>> begin

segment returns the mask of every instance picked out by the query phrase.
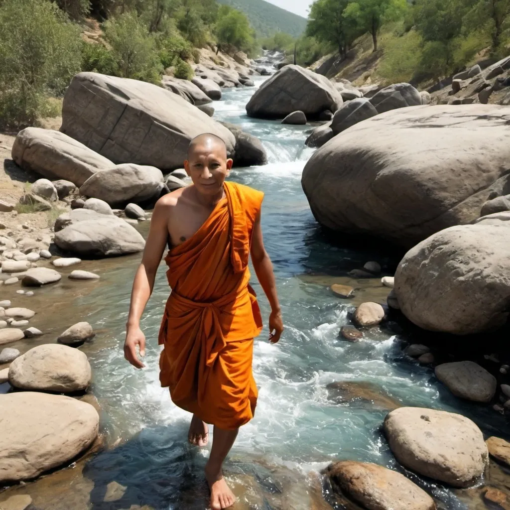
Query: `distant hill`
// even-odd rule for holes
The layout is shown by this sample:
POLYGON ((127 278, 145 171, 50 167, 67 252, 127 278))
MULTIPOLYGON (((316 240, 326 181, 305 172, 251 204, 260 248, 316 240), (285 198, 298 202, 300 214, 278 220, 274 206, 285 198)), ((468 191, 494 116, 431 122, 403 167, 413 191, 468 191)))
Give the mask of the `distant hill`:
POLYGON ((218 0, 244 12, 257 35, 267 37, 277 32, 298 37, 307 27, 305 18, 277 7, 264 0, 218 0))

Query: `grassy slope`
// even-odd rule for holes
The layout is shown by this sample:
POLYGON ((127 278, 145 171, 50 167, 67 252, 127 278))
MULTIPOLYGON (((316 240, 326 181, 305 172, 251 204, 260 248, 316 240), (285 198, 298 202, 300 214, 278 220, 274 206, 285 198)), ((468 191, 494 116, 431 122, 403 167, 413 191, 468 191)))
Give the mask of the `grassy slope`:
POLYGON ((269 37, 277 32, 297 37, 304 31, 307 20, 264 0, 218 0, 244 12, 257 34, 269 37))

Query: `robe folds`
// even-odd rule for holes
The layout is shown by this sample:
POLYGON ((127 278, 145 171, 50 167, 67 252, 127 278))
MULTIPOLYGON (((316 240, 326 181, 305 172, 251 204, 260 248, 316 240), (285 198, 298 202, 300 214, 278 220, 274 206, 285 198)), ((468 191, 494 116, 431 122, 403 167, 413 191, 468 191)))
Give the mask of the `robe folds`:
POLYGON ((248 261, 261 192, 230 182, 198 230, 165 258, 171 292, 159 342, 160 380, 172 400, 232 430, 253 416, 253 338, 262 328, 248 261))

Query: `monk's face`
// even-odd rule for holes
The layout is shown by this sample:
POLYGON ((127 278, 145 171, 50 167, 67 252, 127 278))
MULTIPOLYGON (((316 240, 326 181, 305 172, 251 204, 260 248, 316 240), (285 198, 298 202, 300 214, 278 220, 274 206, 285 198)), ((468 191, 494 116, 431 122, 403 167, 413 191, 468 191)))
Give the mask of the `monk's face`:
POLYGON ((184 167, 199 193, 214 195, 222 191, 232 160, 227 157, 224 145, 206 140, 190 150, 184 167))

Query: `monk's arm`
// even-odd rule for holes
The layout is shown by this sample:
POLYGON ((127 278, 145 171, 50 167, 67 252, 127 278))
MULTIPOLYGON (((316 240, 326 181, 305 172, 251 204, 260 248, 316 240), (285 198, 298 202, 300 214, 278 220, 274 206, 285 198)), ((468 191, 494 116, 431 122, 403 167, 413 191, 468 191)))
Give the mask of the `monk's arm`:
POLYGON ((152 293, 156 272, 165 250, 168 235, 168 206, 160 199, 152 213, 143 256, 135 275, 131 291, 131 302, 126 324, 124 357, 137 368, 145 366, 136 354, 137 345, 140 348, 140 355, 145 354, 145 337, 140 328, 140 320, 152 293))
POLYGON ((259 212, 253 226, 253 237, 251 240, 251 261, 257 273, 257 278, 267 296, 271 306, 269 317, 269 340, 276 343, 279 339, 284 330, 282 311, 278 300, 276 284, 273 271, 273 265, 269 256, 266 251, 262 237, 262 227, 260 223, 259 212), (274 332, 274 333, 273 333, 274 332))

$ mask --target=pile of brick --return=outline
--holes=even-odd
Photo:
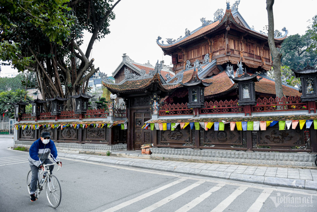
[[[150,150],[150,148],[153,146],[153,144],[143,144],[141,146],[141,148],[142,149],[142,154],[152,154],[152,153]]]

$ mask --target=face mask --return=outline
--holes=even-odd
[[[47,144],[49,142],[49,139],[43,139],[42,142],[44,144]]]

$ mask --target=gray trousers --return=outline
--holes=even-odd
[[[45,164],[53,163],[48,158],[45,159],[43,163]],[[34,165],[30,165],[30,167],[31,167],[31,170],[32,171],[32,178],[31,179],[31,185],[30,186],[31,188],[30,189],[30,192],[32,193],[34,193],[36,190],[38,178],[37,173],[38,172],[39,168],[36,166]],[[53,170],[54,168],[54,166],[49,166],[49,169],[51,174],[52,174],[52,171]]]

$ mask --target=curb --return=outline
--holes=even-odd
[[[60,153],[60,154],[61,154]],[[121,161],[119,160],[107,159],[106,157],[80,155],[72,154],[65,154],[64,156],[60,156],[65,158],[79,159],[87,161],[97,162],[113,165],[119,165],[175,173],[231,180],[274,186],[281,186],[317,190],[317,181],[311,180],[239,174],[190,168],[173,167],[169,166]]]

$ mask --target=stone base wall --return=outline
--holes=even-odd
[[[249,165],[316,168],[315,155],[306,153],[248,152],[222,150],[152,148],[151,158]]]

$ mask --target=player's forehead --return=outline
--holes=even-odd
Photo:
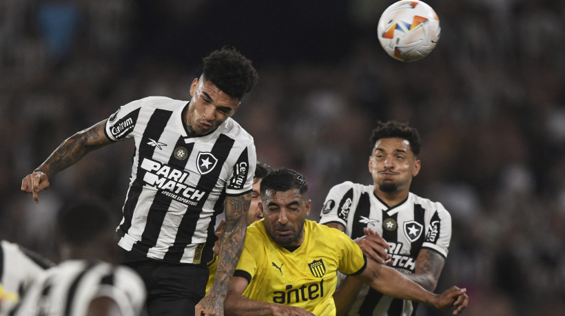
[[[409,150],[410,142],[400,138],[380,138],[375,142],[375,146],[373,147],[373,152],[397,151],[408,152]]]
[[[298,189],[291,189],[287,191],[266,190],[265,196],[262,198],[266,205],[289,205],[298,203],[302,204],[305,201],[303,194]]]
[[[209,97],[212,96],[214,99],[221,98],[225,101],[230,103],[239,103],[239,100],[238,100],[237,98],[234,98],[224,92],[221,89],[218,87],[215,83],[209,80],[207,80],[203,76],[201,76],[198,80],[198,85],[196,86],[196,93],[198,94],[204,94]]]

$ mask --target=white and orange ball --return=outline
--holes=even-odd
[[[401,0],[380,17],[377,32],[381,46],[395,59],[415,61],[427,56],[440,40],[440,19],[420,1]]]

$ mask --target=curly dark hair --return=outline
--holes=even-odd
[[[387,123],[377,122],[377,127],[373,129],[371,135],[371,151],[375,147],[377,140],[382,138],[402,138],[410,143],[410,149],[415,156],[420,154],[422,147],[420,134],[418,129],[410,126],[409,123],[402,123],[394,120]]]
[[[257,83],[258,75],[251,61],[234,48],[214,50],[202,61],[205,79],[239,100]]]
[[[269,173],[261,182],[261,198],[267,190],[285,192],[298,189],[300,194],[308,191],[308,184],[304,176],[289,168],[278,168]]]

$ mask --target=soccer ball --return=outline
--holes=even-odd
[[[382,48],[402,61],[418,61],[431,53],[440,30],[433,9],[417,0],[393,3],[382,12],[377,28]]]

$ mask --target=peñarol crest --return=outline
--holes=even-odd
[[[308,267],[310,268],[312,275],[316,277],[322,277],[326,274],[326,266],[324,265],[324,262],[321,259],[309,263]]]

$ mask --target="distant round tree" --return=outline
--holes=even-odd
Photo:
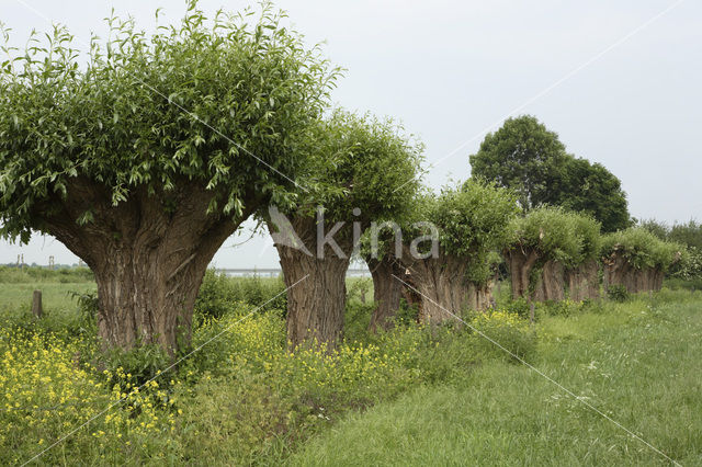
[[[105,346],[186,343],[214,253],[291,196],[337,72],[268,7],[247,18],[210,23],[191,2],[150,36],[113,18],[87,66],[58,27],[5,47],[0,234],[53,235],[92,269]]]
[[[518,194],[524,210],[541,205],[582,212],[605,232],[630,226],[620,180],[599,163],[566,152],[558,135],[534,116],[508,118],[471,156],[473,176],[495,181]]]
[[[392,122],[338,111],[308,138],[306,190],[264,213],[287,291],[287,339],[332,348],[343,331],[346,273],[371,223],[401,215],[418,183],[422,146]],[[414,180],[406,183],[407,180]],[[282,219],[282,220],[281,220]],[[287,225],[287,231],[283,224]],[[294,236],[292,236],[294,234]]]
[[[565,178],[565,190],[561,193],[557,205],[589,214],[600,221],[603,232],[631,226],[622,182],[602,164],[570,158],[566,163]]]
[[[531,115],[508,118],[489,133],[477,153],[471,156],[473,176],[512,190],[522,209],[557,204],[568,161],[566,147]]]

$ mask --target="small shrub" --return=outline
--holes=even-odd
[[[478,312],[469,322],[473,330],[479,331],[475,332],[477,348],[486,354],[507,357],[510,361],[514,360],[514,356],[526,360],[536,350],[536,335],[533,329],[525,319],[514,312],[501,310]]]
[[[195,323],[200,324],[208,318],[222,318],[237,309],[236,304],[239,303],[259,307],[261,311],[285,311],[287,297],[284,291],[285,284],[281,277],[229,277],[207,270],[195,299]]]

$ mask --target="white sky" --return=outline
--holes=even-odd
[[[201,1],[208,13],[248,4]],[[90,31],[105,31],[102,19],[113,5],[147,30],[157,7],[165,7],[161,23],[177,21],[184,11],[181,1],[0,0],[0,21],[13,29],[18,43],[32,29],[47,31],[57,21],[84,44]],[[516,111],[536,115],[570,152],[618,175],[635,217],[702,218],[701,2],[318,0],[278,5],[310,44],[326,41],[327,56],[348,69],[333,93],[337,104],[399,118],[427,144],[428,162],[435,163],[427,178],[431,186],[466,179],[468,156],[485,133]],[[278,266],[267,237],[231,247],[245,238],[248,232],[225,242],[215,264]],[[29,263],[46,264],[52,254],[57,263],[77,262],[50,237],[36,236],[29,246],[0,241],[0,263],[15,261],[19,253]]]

>> end

→ **Task statement**: Pull out every line in the records above that contains the word "ball".

→ **Reply**:
$ mask --target=white and orange ball --return=outline
$ mask --target=soccer ball --return=outline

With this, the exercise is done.